#### Data to use ####

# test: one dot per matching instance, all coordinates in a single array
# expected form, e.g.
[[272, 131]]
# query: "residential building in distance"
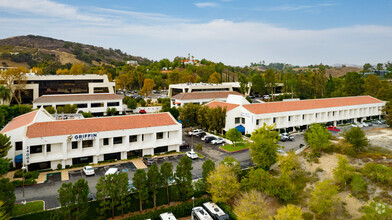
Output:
[[41, 142], [201, 98], [37, 85], [175, 89], [297, 114], [95, 103]]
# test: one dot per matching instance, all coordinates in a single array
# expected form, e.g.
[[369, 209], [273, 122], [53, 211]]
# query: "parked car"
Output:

####

### Your instructions
Omit the pictures; restate every entry word for word.

### Reply to the exercise
# test: one dot per matching instance, all coordinates in a single array
# expected form, e.g.
[[272, 131]]
# query: "residential building in distance"
Output:
[[41, 142], [201, 98], [37, 85], [175, 89], [297, 114], [95, 103]]
# test: one dot per matching instance, all coordinates in a single array
# expected form, e.g.
[[369, 209], [273, 122], [53, 211]]
# query: "parked car"
Output:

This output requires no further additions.